残り15秒で再逆転を許し拓大に敗戦、インカレベスト4ならず

女子バスケットボール

 全日本大学選手権(インカレ)準々決勝、関東5位の早大は同3位の拓大とベスト4をかけ対戦した。同点で始まった第3クオーター(Q)、オフェンスリバウンドを立て続けに奪われ、流れが拓大に傾く。9点ビハインドで第4Qに突入すると、ディフェンスから速攻につなげ早大が逆転。残り3分半で4点リードとなった。しかしここから拓大に連続得点を奪われ、残り15秒で再逆転を許し96-97に。その後は得点のチャンスを作ることができず、早大は96-101で敗戦。準々決勝で姿を消した。

★ ★ ★ ★ ★

§ 問題
#1 エントリのうち、「tag the grass field」を含む行から最後の行までを、「行番号」と「内容」の2列からなるMarkdownの表に入れなさい。空行は除き、画像も表に含めないこと。
#2 早大と拓大のインカレ準々決勝を伝える記事について、最後の文の後に続く文章を書きなさい。

★ ★ ★ ★ ★

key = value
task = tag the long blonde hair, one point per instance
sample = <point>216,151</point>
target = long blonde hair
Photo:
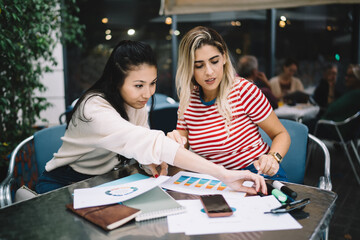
<point>185,81</point>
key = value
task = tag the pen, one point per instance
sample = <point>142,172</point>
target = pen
<point>260,194</point>
<point>278,194</point>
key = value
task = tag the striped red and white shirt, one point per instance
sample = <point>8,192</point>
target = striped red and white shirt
<point>207,133</point>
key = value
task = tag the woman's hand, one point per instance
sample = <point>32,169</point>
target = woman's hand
<point>175,135</point>
<point>152,169</point>
<point>267,165</point>
<point>235,179</point>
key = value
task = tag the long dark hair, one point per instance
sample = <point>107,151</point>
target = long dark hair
<point>125,57</point>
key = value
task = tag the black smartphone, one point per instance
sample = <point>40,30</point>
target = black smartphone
<point>216,205</point>
<point>296,205</point>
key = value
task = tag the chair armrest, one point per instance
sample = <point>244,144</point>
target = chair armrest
<point>5,194</point>
<point>331,122</point>
<point>326,182</point>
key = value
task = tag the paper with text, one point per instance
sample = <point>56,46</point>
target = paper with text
<point>248,216</point>
<point>91,197</point>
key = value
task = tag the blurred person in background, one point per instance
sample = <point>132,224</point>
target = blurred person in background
<point>349,103</point>
<point>326,91</point>
<point>247,68</point>
<point>285,83</point>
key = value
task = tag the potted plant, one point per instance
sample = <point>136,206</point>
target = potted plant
<point>29,31</point>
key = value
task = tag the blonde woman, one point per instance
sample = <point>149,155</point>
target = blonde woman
<point>219,113</point>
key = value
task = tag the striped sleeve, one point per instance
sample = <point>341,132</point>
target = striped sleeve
<point>256,105</point>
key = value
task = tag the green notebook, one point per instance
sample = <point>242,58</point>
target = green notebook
<point>154,203</point>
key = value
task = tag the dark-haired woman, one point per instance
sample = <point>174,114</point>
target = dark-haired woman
<point>110,120</point>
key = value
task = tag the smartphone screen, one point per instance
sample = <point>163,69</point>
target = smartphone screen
<point>216,205</point>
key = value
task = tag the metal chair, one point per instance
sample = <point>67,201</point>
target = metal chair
<point>294,162</point>
<point>345,133</point>
<point>39,148</point>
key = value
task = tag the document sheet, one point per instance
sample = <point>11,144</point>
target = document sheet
<point>248,216</point>
<point>91,197</point>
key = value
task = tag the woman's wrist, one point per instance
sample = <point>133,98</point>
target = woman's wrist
<point>220,172</point>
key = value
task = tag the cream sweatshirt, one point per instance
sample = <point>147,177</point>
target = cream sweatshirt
<point>92,147</point>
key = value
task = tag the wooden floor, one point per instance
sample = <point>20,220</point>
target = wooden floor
<point>345,222</point>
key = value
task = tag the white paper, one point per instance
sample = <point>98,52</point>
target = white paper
<point>248,216</point>
<point>201,184</point>
<point>91,197</point>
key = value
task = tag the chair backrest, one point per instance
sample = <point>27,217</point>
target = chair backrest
<point>295,160</point>
<point>164,118</point>
<point>47,142</point>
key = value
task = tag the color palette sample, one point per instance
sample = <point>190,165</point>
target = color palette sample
<point>199,184</point>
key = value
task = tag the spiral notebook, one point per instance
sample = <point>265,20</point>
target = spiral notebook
<point>155,203</point>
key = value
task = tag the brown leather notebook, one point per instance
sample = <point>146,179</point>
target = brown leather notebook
<point>107,217</point>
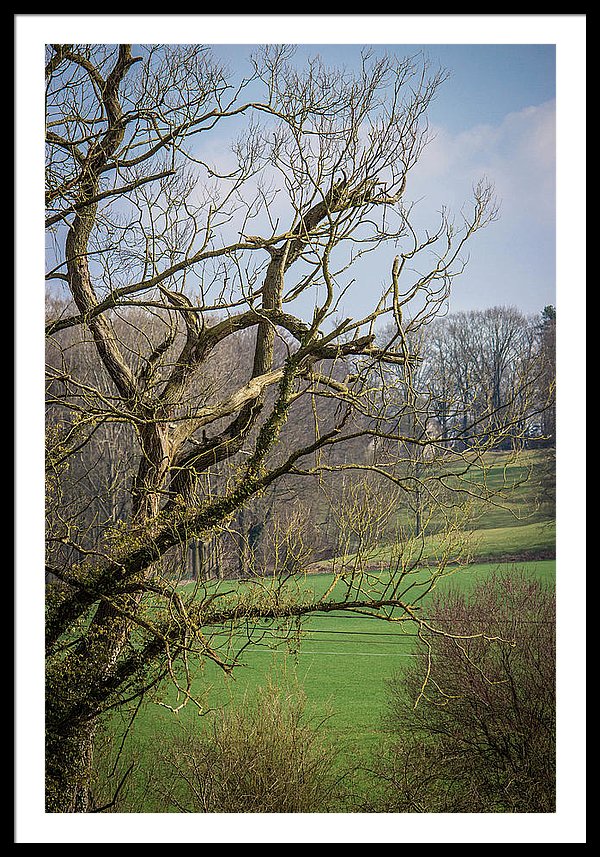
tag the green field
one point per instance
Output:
(341, 663)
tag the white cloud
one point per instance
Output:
(517, 156)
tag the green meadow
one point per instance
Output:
(339, 661)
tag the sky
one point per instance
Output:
(496, 115)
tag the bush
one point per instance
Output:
(263, 755)
(472, 721)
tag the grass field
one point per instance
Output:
(341, 663)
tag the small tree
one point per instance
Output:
(473, 719)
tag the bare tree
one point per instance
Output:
(172, 261)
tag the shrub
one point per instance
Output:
(263, 755)
(472, 720)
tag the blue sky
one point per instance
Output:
(495, 115)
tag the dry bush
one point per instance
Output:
(481, 736)
(261, 755)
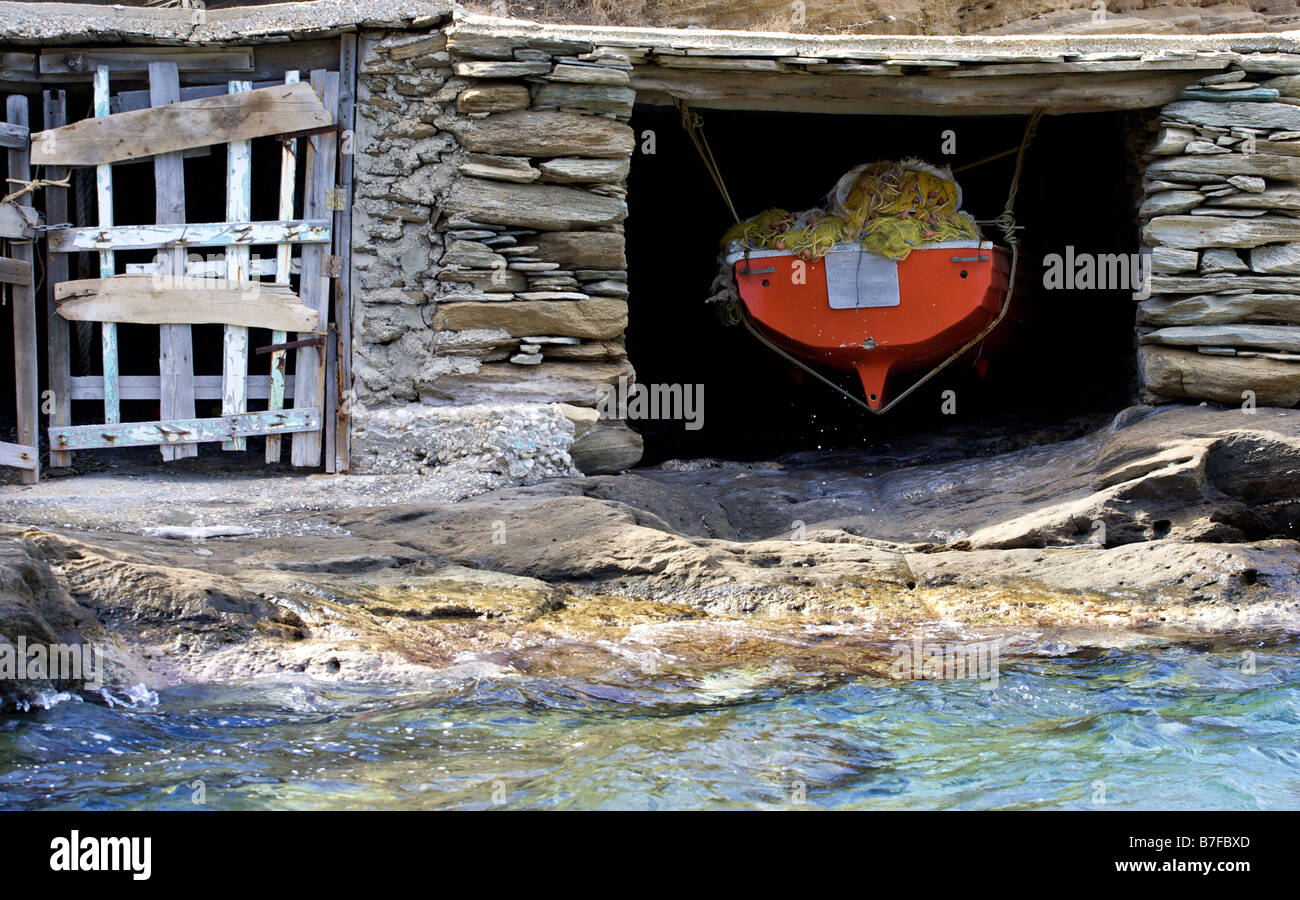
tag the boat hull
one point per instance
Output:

★ ★ ★ ★ ★

§ 解答
#1
| 行番号 | 内容 |
|---|---|
| 1 | tag the grass field |
| 2 | one point per instance |
| 3 | Output: |
| 4 | (341, 663) |
| 5 | tag the small tree |
| 6 | one point per instance |
| 7 | Output: |
| 8 | (473, 719) |
| 9 | tag the bare tree |
| 10 | one point per instance |
| 11 | Output: |
| 12 | (172, 261) |
| 13 | tag the shrub |
| 14 | one point per instance |
| 15 | Output: |
| 16 | (263, 755) |
| 17 | (472, 720) |
| 18 | tag the blue sky |
| 19 | one point per instance |
| 20 | Output: |
| 21 | (495, 115) |
| 22 | tag the dry bush |
| 23 | one point per instance |
| 24 | Output: |
| 25 | (481, 736) |
| 26 | (261, 755) |
| 27 | tag the boat hull |
| 28 | one point per instance |
| 29 | Output: |

#2
スリーポイントを打つ中山

 第1Qは点の取り合いとなる。開始早々、G中山桂(スポ4=愛知・桜花学園)がスリーポイントを沈めるが、拓大もすかさず決め返す。その後も、拓大のオールコートディフェンスに対し早大は速い攻撃でゴールを狙う。第1Q終了間際にG西ファトゥマ七南(スポ2=千葉・昭和学院)が2連続得点を決めリードを作るが、またも拓大のスリーポイントが決まり33-33で第1Qを終えた。第2Q、早大はターンオーバーが続き、なかなかリズムを作ることができない時間が続いた。しかしG江村優有(スポ3=愛知・桜花学園)が要所で攻撃の起点となり、拓大を勢いに乗らせない。残り1分、C中野雛菜(スポ3=神奈川・東海大相模)がスティールしてつくったチャンスに、ファトゥマがバスケットカウントを決め、57-57と試合を振り出しに戻した。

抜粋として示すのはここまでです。